Prompt 1: In the passage on SFP treatment of astrocytes, which SFP concentration was used in every post-treatment experiment?
Prompt 2: Resume the passage on SFP treatment of astrocytes, starting right after its final sentence.

Exercise text:

Since we observed that SFP treatment prior to the OGD insult protects astrocytes from delayed cell death, we tested whether post-treatment of cells with SFP during the REOX would confer protection against delayed astrocyte death. As described in Methods, after 4h OGD, the astrocyte cultures were exposed to SFP (2.5 μM) during the REOX. Pilot experiments indicated that exposure of control astrocytes to 2.5 μM SFP for 48h in DMEM/F12 medium without serum shows less cytotoxicity than the previously used dose of 5.0 μM SFP (p<0.01) (data not shown). Therefore, a 2.5 μM concentration of SFP was used in all post-treatments experiments.
As shown in Fig. 6 exposure of cells to SFP or vehicle alone phad no effect on cell death (3.4 ± 0.5% respectively 2.3 ± 0.5%). However, SFP post-treatment significantly reduced the cell death to 25.6 ± 2.5% compared with 37.5 ± 1.4% in vehicle-treated cells (p<0.001).
Further experiments were conducted to determine whether the effects of SFP on NRF2 activation observed prior the OGD insult were also present after SFP treatment during the REOX time. The astrocyte cultures were exposed to SFP (2.5 μM) during the REOX and at 48h REOX total cellular RNA and proteins were extracted. RT-PCR analysis with NRF2 gene primers showed that SFP induced NRF2 mRNA message (3.5 ± 0.7 fold compared with 1.3 ± 0.24 fold in vehicle control; p≤0.01), as shown in Fig. 7. The total NRF2 protein expression in nuclear fractions detected by western blot analysis was increased by 1.7 fold in SFP-treated cells compared with vehicle treated cells detected by western blot analysis as shown in Fig. 8. These results indicate that administration of SFP after the OGD insult is efficient in inducing NRF2 mRNA expression and nuclear accumulation of NRF2 protein in astrocytes.
The effect of SFP post-treatment on NQO1 message, protein expression and enzyme activity was determined in cultures of cortical astrocytes after 48h REOX. SFP (2.5 μM) was added to cultures after the OGD insult and at 48h REOX the total cellular RNA was isolated and analyzed for NQO1 mRNA expression by RT-PCR. As shown in Fig. 9A SFP post-treatment increased the NQO1 mRNA message to 8.94 ± 2.36 fold compared with 0.69 ± 0.1 fold in vehicle control (p<0.01).
The effect of SFP on NQO1 total protein level was determined at the same time points as for mRNA message assessment. As shown in Fig. 9B, SFP post-treatment induced an increase in NQO1 protein level after 48h REOX. Quantification of the NQO1 immunoreactivity (Fig. 9B lower panel), indicated that NQO1 protein induction in SFP post-treated cells (10.25 ± 1.83 fold increase) is a significantly higher than in vehicle treated cells (4.5 ± 0.56 fold; p<0.01) at 48h REOX. Consistent with the increase in total protein level, a 2.4-fold increase in NQO1 enzyme activity was also found in SFP-treated cells compared to vehicle treated cells (p<0.05) as shown in Fig 9C. These results indicate that even when administered after OGD, SPF is still effective at activating NRF2/ARE-target genes as shown by the increase in NQO1 mRNA and protein levels and NQO1 enzyme activity.

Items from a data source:
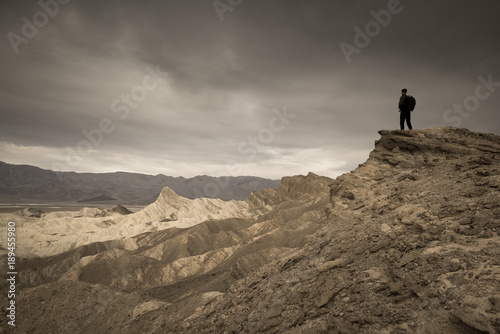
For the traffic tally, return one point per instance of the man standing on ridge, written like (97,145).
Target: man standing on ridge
(404,110)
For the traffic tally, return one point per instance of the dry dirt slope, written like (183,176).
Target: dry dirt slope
(406,243)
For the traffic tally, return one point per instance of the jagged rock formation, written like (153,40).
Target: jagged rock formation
(409,242)
(29,184)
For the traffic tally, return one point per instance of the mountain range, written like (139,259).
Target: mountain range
(29,184)
(407,243)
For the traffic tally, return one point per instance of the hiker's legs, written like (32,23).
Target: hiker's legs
(408,119)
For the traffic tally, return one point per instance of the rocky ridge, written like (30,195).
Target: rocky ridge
(409,242)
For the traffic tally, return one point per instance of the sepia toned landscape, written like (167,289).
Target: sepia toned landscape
(407,242)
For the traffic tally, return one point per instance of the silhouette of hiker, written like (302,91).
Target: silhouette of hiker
(404,110)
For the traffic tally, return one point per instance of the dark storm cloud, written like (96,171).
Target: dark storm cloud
(224,80)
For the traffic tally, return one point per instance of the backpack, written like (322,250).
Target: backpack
(411,102)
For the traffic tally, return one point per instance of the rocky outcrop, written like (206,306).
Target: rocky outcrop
(409,242)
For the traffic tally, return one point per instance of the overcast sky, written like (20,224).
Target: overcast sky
(251,87)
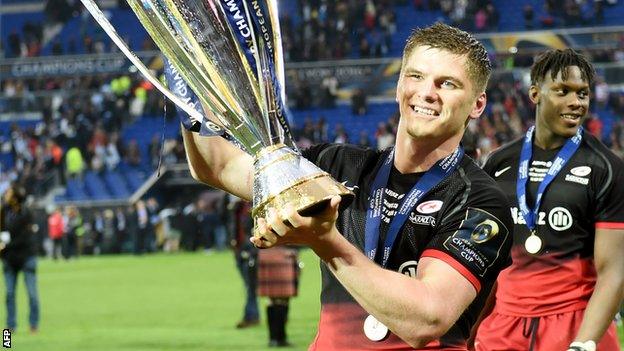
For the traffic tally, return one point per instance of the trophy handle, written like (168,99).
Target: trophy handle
(195,115)
(318,207)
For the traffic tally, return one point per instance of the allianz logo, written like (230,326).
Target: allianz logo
(559,218)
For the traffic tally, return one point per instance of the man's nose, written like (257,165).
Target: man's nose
(428,91)
(576,102)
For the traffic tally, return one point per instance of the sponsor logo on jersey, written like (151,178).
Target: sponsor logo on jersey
(352,188)
(478,240)
(577,174)
(422,220)
(409,268)
(581,171)
(428,207)
(484,231)
(559,219)
(501,171)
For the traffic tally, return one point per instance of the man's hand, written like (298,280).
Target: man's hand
(289,227)
(582,346)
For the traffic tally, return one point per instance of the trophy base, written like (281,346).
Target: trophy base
(283,177)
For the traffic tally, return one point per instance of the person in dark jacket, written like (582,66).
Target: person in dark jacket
(18,253)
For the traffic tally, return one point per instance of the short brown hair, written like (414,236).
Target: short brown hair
(555,61)
(458,42)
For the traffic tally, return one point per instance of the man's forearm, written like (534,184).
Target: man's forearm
(218,163)
(601,309)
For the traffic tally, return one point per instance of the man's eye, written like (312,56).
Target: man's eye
(448,84)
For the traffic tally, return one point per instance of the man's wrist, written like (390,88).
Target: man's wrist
(588,345)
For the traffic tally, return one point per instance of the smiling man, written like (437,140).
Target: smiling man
(566,281)
(409,263)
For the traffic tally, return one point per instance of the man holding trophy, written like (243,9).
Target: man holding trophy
(427,284)
(412,247)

Result 1: 2.5 μM

Result 2:
In the present study, we demonstrated that oxidative stress contributes to delayed cell death in astrocytes after OGD/reoxygenation and that protection against cell death can be conferred by activating the NRF2-mediated anti-oxidant response (ARE) pathway by the use of sulforaphane. While in vivo studies using focal ischemia models such as common carotid artery/middle cerebral artery (CCA/MCA) occlusion (Zhao et al., 2006) or a traumatic brain injury model in rodents (Zhao et al., 2005) have shown reduction in cerebral infarct volume and decrease in brain edema after post-injury administration of SFP, the effect of SFP on astrocyte survival using an in vitro model of ischemia/reperfusion has not been studied.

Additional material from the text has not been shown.